● **DIRECTIONS FOR THIS TASK**: Count the lines in the records that contain the string "moored", treating uppercase and lowercase as different. Give only the number.

[Boundary annotation records]
----------------

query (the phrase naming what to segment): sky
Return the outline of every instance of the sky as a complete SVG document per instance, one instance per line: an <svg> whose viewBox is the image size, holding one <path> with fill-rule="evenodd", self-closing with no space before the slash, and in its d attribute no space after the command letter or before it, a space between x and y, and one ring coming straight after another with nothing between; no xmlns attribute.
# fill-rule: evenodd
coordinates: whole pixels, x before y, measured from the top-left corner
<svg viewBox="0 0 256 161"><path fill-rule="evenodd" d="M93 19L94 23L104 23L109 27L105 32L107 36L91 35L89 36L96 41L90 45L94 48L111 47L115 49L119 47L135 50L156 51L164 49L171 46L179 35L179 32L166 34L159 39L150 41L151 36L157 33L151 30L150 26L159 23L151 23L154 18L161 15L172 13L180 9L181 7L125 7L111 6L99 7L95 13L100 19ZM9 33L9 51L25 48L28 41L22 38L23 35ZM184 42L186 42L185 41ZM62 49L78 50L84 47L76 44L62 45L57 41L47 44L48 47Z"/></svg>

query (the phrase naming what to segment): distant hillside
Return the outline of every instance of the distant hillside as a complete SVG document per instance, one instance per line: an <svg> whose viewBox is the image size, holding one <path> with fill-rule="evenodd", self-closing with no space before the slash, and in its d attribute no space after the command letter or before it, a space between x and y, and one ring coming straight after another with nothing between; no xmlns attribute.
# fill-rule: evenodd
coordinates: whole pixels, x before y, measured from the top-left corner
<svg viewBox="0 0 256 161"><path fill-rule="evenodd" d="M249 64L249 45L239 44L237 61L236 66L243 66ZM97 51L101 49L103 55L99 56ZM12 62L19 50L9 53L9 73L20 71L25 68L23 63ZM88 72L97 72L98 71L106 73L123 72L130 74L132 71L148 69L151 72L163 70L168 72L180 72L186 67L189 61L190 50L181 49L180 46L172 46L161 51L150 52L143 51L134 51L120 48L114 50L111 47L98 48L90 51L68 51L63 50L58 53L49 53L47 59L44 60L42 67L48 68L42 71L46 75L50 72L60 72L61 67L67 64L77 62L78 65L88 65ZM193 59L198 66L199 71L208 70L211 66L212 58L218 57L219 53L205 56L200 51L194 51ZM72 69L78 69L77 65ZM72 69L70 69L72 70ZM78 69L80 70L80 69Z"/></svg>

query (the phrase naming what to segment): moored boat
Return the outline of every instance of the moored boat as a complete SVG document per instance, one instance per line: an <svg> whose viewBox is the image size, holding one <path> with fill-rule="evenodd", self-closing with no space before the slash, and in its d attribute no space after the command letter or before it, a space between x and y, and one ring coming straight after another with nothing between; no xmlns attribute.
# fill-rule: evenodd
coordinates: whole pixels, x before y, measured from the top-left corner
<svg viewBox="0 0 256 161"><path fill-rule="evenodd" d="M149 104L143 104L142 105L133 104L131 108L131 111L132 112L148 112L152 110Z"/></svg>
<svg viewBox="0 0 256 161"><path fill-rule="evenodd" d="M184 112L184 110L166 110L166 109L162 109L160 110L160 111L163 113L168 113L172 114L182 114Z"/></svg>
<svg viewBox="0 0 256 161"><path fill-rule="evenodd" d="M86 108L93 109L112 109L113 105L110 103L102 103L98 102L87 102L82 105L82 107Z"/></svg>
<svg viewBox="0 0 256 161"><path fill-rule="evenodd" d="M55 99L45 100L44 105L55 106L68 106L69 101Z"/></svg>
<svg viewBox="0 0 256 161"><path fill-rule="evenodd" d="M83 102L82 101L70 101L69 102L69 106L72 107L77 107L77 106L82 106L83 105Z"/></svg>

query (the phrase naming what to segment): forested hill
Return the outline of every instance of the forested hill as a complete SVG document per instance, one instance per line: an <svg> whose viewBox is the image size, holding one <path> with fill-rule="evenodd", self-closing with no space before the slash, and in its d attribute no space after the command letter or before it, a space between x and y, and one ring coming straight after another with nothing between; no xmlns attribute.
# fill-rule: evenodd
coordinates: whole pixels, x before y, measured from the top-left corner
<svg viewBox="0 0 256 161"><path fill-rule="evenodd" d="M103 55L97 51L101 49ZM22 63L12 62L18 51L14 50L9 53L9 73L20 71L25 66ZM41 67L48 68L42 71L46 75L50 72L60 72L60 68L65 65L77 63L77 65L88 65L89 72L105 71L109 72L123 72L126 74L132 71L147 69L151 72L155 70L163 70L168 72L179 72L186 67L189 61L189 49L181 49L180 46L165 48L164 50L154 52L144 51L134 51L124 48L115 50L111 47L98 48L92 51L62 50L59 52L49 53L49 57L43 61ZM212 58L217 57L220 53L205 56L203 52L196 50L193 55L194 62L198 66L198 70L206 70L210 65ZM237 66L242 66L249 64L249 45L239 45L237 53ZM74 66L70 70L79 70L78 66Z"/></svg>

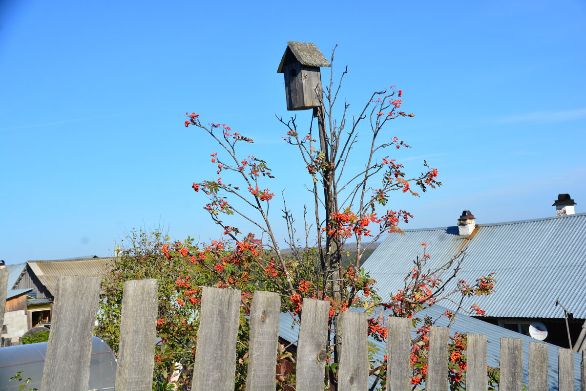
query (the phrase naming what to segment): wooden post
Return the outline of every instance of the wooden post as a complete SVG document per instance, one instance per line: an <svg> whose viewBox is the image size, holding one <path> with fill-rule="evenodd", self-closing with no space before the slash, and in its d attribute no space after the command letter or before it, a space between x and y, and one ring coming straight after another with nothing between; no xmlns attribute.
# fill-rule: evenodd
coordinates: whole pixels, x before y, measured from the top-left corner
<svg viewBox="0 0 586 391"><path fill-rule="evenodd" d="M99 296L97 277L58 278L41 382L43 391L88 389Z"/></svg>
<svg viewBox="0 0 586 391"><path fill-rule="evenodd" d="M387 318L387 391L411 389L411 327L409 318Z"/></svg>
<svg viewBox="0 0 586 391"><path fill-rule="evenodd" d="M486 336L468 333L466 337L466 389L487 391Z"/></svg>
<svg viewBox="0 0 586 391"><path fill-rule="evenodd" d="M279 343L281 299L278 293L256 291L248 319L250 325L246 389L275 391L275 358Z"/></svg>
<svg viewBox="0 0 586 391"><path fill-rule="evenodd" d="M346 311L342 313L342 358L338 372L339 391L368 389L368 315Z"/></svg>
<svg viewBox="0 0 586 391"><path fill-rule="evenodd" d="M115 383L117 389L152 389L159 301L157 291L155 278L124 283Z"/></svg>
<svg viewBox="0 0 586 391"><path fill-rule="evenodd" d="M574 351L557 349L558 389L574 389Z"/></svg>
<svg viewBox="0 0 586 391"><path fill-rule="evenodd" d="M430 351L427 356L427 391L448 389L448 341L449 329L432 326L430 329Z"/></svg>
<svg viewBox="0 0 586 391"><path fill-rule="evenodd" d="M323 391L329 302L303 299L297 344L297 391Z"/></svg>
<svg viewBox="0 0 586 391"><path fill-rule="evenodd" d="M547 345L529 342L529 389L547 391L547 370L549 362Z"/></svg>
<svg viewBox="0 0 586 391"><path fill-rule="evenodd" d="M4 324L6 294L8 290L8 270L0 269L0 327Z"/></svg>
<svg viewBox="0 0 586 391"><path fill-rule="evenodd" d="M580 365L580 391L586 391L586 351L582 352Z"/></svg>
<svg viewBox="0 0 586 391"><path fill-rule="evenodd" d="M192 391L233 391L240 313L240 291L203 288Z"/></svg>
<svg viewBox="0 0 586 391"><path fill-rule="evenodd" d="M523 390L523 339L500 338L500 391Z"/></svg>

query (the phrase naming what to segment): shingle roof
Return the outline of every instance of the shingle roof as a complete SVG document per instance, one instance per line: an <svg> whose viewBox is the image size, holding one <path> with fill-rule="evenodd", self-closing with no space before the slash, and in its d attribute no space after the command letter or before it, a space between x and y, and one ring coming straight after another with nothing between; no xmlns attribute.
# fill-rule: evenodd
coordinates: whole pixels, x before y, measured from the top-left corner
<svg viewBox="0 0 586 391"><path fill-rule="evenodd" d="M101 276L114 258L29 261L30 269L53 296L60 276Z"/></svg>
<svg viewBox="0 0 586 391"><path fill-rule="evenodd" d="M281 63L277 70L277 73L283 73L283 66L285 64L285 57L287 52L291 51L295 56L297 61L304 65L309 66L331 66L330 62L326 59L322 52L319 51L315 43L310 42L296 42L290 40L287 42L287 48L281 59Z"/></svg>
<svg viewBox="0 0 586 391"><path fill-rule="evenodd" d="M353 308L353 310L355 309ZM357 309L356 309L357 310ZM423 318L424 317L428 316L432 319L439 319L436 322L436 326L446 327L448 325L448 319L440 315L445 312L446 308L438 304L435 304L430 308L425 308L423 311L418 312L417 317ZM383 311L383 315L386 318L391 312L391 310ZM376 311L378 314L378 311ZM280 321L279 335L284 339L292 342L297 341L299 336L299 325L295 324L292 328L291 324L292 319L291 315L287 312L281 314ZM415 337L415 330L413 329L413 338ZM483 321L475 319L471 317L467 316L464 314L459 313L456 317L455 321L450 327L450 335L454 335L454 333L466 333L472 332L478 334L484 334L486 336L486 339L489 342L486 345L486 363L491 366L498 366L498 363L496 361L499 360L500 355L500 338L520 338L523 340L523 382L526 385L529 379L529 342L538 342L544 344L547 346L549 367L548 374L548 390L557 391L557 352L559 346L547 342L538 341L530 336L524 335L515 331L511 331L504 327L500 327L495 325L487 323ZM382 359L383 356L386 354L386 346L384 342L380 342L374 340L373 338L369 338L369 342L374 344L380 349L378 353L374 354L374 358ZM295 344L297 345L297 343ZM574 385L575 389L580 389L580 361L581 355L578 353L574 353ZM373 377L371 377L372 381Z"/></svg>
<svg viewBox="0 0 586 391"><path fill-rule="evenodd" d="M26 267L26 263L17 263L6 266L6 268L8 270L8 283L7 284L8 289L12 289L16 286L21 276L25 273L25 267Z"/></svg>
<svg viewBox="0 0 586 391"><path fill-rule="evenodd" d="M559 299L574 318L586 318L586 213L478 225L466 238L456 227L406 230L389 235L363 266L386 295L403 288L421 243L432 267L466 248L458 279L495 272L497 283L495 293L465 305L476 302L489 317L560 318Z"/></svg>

----------------

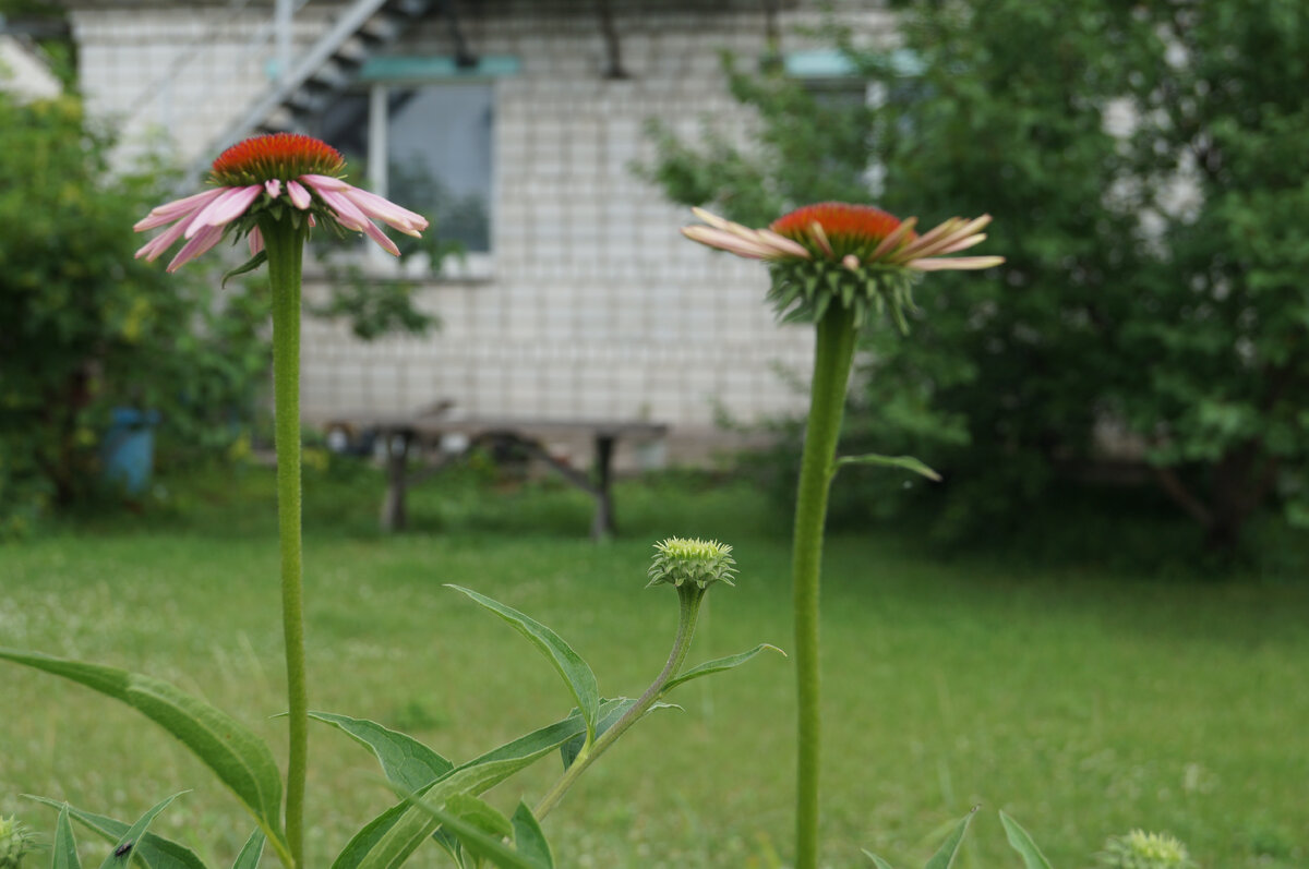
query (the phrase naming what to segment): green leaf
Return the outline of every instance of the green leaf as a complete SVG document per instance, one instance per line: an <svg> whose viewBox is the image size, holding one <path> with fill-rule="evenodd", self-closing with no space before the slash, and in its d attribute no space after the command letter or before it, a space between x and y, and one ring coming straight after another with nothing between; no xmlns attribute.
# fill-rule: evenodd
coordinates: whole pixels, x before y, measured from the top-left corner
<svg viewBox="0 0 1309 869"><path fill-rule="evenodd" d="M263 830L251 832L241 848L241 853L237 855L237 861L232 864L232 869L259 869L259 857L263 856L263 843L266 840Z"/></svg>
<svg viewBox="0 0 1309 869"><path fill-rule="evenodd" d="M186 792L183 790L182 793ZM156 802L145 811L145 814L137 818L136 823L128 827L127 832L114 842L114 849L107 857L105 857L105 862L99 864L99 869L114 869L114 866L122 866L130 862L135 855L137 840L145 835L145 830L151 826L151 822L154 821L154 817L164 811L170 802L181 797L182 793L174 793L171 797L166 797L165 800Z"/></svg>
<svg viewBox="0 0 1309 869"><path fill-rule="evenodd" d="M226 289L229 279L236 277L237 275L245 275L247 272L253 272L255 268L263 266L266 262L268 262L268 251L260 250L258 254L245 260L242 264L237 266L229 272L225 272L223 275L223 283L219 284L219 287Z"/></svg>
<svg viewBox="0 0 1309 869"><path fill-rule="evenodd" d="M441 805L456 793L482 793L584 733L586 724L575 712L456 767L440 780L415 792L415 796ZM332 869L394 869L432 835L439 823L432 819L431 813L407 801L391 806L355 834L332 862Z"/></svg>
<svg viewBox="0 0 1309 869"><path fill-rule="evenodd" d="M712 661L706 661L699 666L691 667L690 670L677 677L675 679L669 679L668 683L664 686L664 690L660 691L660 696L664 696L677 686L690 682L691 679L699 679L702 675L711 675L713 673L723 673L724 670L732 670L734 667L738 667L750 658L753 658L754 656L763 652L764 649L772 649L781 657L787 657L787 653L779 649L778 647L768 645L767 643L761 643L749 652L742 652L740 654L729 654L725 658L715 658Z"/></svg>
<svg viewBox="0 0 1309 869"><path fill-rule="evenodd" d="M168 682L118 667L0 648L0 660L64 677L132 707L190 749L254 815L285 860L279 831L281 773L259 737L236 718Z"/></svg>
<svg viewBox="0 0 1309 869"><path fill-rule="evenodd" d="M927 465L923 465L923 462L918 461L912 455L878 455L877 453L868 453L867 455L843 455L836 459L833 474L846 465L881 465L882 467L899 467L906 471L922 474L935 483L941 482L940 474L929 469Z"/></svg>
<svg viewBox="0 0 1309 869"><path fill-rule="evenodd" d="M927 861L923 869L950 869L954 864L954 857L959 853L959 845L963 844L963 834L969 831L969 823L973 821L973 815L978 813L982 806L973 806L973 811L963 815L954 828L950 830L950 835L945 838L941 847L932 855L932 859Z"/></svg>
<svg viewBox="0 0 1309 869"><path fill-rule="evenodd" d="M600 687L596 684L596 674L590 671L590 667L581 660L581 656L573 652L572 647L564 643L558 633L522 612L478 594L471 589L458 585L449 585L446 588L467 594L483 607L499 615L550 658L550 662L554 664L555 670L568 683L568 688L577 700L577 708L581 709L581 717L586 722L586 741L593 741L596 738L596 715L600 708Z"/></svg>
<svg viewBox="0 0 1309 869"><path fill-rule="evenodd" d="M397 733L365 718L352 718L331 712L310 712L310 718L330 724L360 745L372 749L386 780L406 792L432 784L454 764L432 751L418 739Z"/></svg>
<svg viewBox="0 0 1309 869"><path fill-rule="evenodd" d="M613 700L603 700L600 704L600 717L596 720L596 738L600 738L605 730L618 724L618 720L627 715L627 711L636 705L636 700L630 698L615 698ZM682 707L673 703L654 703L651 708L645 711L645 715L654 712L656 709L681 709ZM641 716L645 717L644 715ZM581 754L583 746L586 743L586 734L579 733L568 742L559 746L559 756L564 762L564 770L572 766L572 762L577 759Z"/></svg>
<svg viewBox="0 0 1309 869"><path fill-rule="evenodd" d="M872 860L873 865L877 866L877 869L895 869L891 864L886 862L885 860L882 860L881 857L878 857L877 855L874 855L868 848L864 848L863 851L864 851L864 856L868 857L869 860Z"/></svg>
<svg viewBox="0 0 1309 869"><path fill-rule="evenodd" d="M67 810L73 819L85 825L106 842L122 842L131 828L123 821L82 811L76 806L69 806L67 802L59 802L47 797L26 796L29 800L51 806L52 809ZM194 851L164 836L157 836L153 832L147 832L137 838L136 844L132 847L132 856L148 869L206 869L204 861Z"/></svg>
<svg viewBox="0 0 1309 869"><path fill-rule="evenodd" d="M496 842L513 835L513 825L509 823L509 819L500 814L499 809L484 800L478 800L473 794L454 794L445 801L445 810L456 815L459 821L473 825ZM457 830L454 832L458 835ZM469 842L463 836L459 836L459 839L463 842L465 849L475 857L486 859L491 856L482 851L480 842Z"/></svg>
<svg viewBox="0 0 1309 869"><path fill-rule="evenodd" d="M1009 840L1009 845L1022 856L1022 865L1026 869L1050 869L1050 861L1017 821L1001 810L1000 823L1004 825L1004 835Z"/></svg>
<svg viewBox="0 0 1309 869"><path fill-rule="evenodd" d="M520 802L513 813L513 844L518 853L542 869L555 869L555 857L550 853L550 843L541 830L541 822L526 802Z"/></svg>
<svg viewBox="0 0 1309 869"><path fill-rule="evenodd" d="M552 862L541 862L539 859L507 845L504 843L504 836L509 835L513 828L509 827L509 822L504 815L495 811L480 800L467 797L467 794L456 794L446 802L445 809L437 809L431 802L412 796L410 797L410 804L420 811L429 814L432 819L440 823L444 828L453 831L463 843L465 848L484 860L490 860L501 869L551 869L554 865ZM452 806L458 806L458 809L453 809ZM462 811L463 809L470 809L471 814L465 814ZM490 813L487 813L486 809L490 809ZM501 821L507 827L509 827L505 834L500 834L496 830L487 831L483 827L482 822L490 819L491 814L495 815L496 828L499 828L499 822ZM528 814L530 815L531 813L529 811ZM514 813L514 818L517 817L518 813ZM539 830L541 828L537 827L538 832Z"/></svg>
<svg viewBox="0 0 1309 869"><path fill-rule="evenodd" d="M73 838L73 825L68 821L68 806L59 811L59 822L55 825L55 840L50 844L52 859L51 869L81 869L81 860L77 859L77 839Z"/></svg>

----------------

● **EXERCISE SOLUTION**: 2